## INFORMATION SUPPLIED
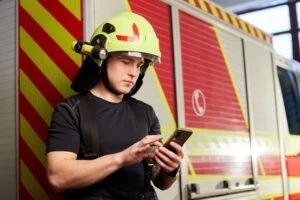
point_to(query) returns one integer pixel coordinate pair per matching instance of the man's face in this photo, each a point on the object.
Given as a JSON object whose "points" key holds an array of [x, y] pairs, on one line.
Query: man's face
{"points": [[123, 72]]}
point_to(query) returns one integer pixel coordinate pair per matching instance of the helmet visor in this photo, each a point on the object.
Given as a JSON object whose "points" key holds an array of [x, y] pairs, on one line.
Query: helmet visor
{"points": [[149, 57]]}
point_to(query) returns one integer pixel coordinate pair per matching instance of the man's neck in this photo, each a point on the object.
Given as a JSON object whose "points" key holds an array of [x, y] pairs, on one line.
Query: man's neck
{"points": [[101, 91]]}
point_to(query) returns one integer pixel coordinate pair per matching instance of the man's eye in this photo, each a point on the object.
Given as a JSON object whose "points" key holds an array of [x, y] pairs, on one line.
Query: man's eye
{"points": [[127, 62]]}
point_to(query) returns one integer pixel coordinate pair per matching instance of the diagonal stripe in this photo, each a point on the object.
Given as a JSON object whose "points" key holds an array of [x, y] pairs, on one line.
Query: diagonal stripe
{"points": [[243, 25], [251, 28], [202, 5], [49, 45], [45, 64], [64, 16], [55, 30], [33, 117], [73, 7], [224, 16], [38, 78], [34, 96], [33, 140], [260, 34], [234, 21], [214, 10], [192, 2], [31, 184]]}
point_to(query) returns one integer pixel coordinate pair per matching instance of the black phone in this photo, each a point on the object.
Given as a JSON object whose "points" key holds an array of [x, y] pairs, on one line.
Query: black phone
{"points": [[180, 136]]}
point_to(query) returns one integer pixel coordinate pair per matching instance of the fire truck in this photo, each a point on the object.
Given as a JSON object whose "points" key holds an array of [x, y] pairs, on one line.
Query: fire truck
{"points": [[219, 76]]}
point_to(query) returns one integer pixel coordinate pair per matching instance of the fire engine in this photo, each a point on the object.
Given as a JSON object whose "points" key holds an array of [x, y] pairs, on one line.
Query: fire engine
{"points": [[219, 76]]}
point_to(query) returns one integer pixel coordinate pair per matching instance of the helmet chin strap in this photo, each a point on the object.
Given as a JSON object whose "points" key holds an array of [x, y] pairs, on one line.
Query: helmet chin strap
{"points": [[106, 81]]}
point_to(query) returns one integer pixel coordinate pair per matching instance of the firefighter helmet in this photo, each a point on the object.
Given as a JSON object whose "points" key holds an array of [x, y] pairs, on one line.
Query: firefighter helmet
{"points": [[124, 34]]}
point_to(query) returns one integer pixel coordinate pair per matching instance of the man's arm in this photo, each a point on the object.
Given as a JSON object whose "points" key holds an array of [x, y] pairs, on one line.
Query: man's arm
{"points": [[64, 171], [166, 166]]}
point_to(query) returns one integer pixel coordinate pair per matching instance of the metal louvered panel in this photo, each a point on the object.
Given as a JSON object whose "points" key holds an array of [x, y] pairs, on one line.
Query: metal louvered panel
{"points": [[8, 169]]}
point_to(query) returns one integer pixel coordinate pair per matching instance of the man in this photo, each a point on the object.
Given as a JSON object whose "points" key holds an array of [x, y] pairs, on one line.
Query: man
{"points": [[126, 46]]}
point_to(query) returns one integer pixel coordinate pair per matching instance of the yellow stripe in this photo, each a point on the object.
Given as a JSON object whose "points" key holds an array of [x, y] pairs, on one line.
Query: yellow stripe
{"points": [[215, 177], [34, 96], [54, 29], [252, 31], [45, 64], [34, 142], [74, 7], [224, 16], [202, 5], [191, 168], [234, 20], [214, 10], [127, 5], [232, 80], [31, 184], [260, 34], [244, 25], [261, 166], [192, 2]]}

## WORK TO BE COMPLETED
Make an exact copy of the records shown above, without the pictures.

## OUTPUT BELOW
point_to(query) returns one integer pixel coordinate pair per matching instance of the man's face in this photo, each a point on the object.
Given as a JSON object whose "points" key holds an array of [x, y] pairs, on one line.
Query: man's face
{"points": [[123, 72]]}
point_to(query) returns one integer pixel coordinate pair per matching instance of the helmet visor in this photo, each a point on the object.
Given as a JSON object whose "points" key holds an array of [x, y] pairs, on one line.
Query: helmet visor
{"points": [[149, 57]]}
point_to(query) returns one integer pixel coordinate pair per matching instance of the man's neck in this photo, each a point on the object.
Given as a JSON object whose "points" key holds an array of [x, y] pairs, on one line.
Query: man's neck
{"points": [[101, 91]]}
point_to(query) returns one integer pixel coordinate pair per matching instance of the man's eye in this photo, each a point on the object.
Given as a JSON object whose "points" key holds an array of [x, y] pairs, on one line.
Query: man's eye
{"points": [[127, 62]]}
point_to(query) returns one integer pixel coordinate pair per matching instance of the diagonal stripe in this photo, each a point on the object.
Given as a JSON object whose "points" key holds an array of [x, y] pairs, on one line.
Query: diagonal stripe
{"points": [[243, 25], [251, 28], [202, 5], [49, 45], [45, 64], [64, 16], [55, 30], [33, 117], [73, 7], [224, 16], [38, 78], [34, 96], [33, 140], [260, 34], [234, 21], [214, 10], [192, 2], [31, 184]]}
point_to(query) returns one integer pixel coordinate pair per matching instance of the black phone in this photo, each a point on the object.
Given as a JSON object whose "points" key holds an array of [x, y] pairs, on one line.
Query: black phone
{"points": [[180, 136]]}
point_to(query) returns one integer pixel coordinate pair per matching instance of the fire truck in this photo, each a point on the object.
Given as a JSON object whose "points" key holds an array of [x, y] pairs, on one line.
Query: fire truck
{"points": [[219, 76]]}
point_to(query) returns one integer pixel coordinate pair per matching instance of the fire engine in this photo, each a point on the object.
Given as a JSON object whose "points" key holds an array of [x, y] pairs, on one line.
Query: fire engine
{"points": [[219, 76]]}
point_to(query) returns one integer pixel coordinate pair per matching instance of the helmet chin strap in this photo, each a point on the object.
Given as a JSON object whose "points" key holds an array of [x, y] pairs, on one line.
Query: helmet chin strap
{"points": [[106, 81]]}
point_to(query) returns one integer pixel coordinate pair per matching instance of the firefighter helmet in this photo, each a point on the object.
Given as a JSON object whose "points" key holds an array of [x, y] pairs, on one line.
Query: firefighter helmet
{"points": [[124, 34]]}
point_to(query) returns one integer pixel coordinate pair per matching instance of the man's arm in this photo, each a point on the object.
Given as a JSON object whose "points" key holds an array of [x, y] pairs, on one line.
Query: man's arm
{"points": [[64, 171], [166, 166]]}
point_to(query) returns one integer pixel coordinate pair per matching instance of the metal louvered panel in this photo, each a point on the object.
Given as a JSON object whose "points" key holds an array of [x, y] pairs, on one line.
Query: metal louvered panel
{"points": [[8, 169]]}
point_to(query) returns one integer pixel coordinate pair per matching instance of the man in this photo, each a point on the object.
Given as a JSON object whose "points" key holds an array of [x, y] pairs, on one line.
Query: man
{"points": [[126, 46]]}
point_to(query) returns one integer pixel coordinate pair per matching instance of the yellow stripe in this photo, each a point on the object.
Given as a JSON object whose "points" key holds an array of [x, y] pairs, on one line.
Query: yellow stripe
{"points": [[215, 177], [34, 96], [54, 29], [252, 31], [45, 64], [34, 142], [74, 7], [224, 16], [202, 5], [191, 168], [234, 20], [214, 10], [127, 5], [232, 80], [31, 184], [260, 34], [244, 25], [261, 166], [192, 2]]}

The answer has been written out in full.